RECORDS FOR PROCESSING -

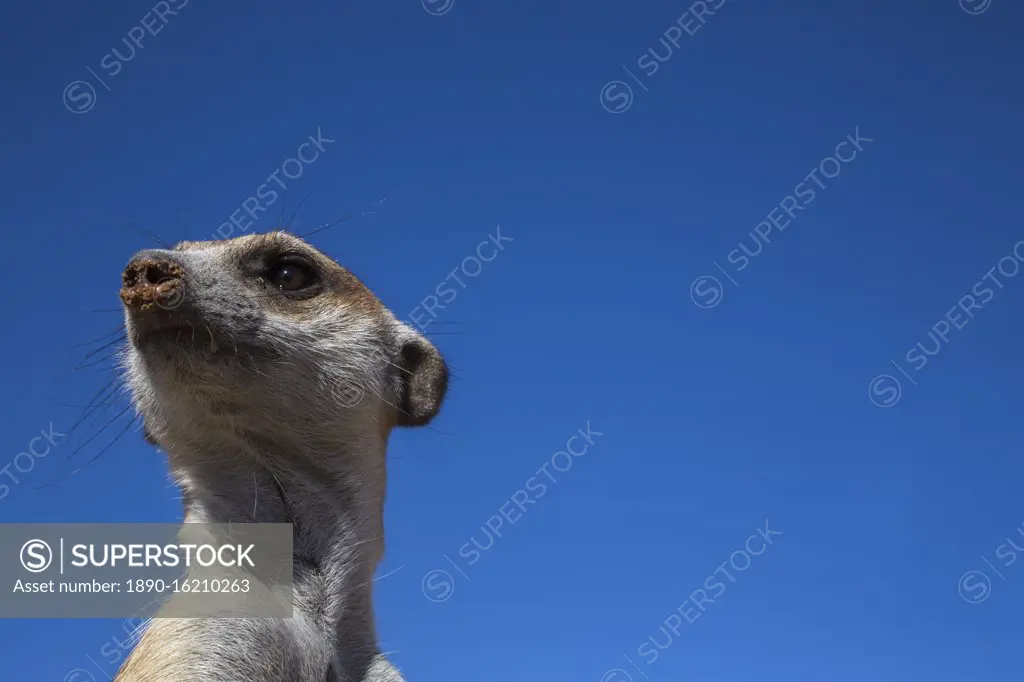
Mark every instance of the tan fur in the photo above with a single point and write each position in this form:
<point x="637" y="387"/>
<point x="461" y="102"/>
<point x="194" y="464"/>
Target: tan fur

GOAL OF THE EXERCISE - Type out the entries again without a single change, and leave the pictures out.

PROBLEM SOLUTION -
Mark every instance of the tan fur in the photo above with a single point and write each position in this form:
<point x="637" y="387"/>
<point x="461" y="102"/>
<point x="194" y="464"/>
Target: tan fur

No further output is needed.